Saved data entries
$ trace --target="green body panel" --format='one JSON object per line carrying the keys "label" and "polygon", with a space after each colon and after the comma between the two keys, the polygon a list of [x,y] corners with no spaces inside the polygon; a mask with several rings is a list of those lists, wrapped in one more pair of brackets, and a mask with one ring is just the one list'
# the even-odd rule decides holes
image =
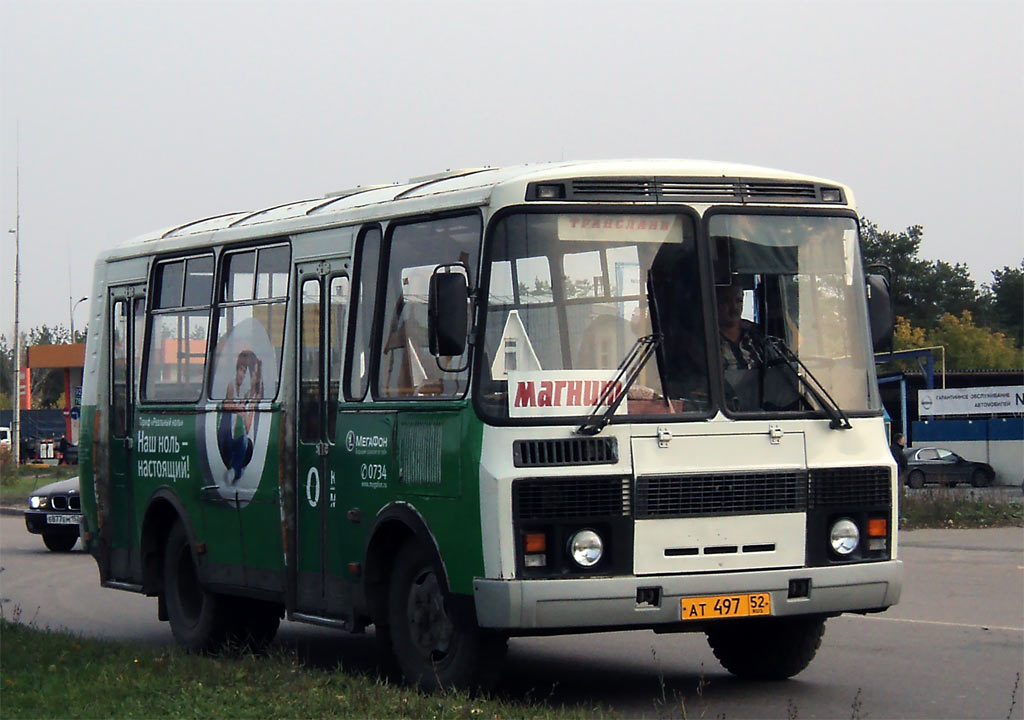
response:
{"label": "green body panel", "polygon": [[[441,551],[453,592],[470,594],[483,574],[479,457],[483,426],[468,402],[402,403],[393,412],[342,407],[330,466],[337,509],[327,522],[327,572],[346,577],[362,562],[380,510],[401,501],[424,519]],[[380,408],[378,410],[378,408]],[[410,447],[411,446],[411,447]],[[361,522],[347,520],[358,509]]]}
{"label": "green body panel", "polygon": [[[96,406],[83,405],[78,435],[78,485],[86,531],[93,536],[99,527],[96,513]],[[86,543],[86,550],[91,550]]]}
{"label": "green body panel", "polygon": [[325,458],[316,443],[295,445],[295,544],[299,573],[298,604],[305,611],[326,609],[323,568],[323,524],[327,477]]}
{"label": "green body panel", "polygon": [[[270,438],[280,433],[280,411],[261,411],[260,422]],[[204,455],[216,458],[216,448],[206,450],[201,433],[216,422],[215,409],[183,412],[180,408],[146,408],[134,423],[133,498],[139,542],[143,519],[153,495],[169,489],[189,515],[198,540],[206,545],[206,561],[239,569],[236,580],[244,583],[243,566],[279,569],[283,565],[278,502],[279,444],[268,442],[258,484],[232,488]],[[113,453],[112,453],[113,454]],[[221,473],[224,471],[221,470]],[[115,485],[115,495],[117,487]],[[116,506],[115,499],[115,508]]]}

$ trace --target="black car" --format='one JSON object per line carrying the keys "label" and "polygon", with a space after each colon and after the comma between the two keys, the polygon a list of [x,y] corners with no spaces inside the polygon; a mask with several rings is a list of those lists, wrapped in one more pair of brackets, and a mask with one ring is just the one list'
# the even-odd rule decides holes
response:
{"label": "black car", "polygon": [[996,477],[988,463],[967,460],[946,448],[922,447],[903,452],[907,456],[907,485],[912,488],[924,487],[925,483],[953,487],[962,482],[985,487]]}
{"label": "black car", "polygon": [[82,498],[78,478],[43,485],[28,499],[25,527],[43,536],[43,543],[54,552],[68,552],[78,542],[78,524],[82,520]]}

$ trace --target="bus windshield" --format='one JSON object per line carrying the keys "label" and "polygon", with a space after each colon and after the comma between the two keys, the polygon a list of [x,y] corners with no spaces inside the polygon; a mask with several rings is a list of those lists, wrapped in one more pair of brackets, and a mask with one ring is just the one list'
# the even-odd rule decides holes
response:
{"label": "bus windshield", "polygon": [[818,411],[831,397],[877,410],[856,220],[729,213],[707,224],[726,408]]}
{"label": "bus windshield", "polygon": [[[488,419],[706,416],[709,357],[730,414],[877,410],[856,221],[719,213],[706,223],[707,311],[690,215],[501,219],[480,368]],[[711,353],[706,324],[717,330]],[[653,357],[629,384],[619,369],[648,337]]]}
{"label": "bus windshield", "polygon": [[[492,235],[481,407],[493,419],[703,413],[709,380],[693,219],[519,213]],[[608,390],[637,341],[654,358]],[[603,401],[601,400],[603,395]]]}

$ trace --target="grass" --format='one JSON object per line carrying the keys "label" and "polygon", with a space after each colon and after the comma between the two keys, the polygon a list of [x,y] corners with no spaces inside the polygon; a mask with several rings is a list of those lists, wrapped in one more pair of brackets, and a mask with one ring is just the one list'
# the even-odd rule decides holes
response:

• EXERCISE
Give the entries above again word for word, without any pictures.

• TASK OUTPUT
$ trace --target="green body panel" --format='one JSON object per line carrying the keys "label" and "polygon", with a space after each colon and after the comma between the two keys, the polygon a list of [x,y] corners with no spaces inside the polygon; a mask with several rings is a list of those lists, wrapped in one more pair of brackets, and a mask with one ring is just the one list'
# the even-odd rule decides holes
image =
response:
{"label": "green body panel", "polygon": [[[441,551],[453,592],[470,594],[483,574],[479,457],[483,426],[468,402],[402,403],[393,412],[342,407],[330,466],[337,509],[327,522],[327,572],[346,577],[362,562],[380,510],[401,501],[424,519]],[[380,408],[378,410],[378,408]],[[410,447],[411,446],[411,447]],[[361,522],[347,520],[358,509]]]}
{"label": "green body panel", "polygon": [[[96,406],[83,405],[78,435],[78,485],[86,531],[93,536],[99,527],[96,513]],[[86,543],[86,550],[91,550]]]}
{"label": "green body panel", "polygon": [[325,458],[316,443],[295,445],[295,544],[299,573],[298,604],[305,611],[326,609],[323,568],[323,524],[327,477]]}
{"label": "green body panel", "polygon": [[[270,438],[280,433],[280,411],[261,411],[260,422]],[[204,455],[216,458],[216,448],[206,450],[201,433],[216,422],[215,409],[183,412],[180,408],[146,408],[134,423],[133,498],[139,542],[143,519],[153,495],[169,489],[189,515],[198,540],[206,545],[206,561],[239,569],[236,580],[244,583],[243,566],[279,569],[283,565],[278,502],[279,444],[268,442],[258,484],[232,488]],[[113,453],[112,453],[113,454]],[[221,473],[224,471],[221,470]],[[115,485],[115,495],[117,487]],[[116,506],[115,499],[115,508]]]}

$ trace --target="black car" --format='one JSON object per line carrying the keys "label" and "polygon", with a space after each colon and after the comma between the two keys, the polygon a list of [x,y] corners with no spaces inside the polygon; a mask with several rings is a list of those lists, wrapped in one more pair of brackets, and a mask with one ring is just the one list'
# the even-odd rule decides holes
response:
{"label": "black car", "polygon": [[996,477],[988,463],[967,460],[946,448],[922,447],[903,452],[907,456],[907,485],[912,488],[924,487],[925,483],[953,487],[962,482],[985,487]]}
{"label": "black car", "polygon": [[82,498],[78,478],[43,485],[28,499],[25,527],[43,536],[43,543],[54,552],[68,552],[78,542],[78,524],[82,520]]}

$ trace --target="bus windshield" --format='one JSON object per line carrying the keys "label" and "polygon", with a space after each colon and after the comma between the two keys, the polygon a list of [x,y] corners with no spaces inside the polygon; a mask with several rings is a list of those lists, wrapped in one more pair of brackets, and a mask with one ring is just the one list'
# the even-odd rule decides holes
response:
{"label": "bus windshield", "polygon": [[818,411],[831,397],[877,410],[856,220],[729,213],[707,224],[726,408]]}
{"label": "bus windshield", "polygon": [[[488,419],[706,416],[709,357],[730,414],[877,410],[856,221],[719,213],[706,223],[707,311],[690,215],[501,219],[480,368]],[[711,353],[706,324],[717,330]],[[653,357],[629,384],[619,369],[648,337]]]}
{"label": "bus windshield", "polygon": [[[492,235],[481,407],[493,419],[703,413],[709,380],[693,219],[519,213]],[[608,390],[637,341],[654,358]],[[603,401],[601,400],[603,395]]]}

$ trace --target="grass" --format='one JSON object per line carrying the keys "label" and "polygon", with a space after each colon and after the comma between the two keys, the polygon a list of [x,y] corners with no spaces inside the polygon; a mask with several rings is a list of those lists, wrapped in one more pair of brackets, and a mask with one ring is just the one list'
# the even-odd rule decides holes
response:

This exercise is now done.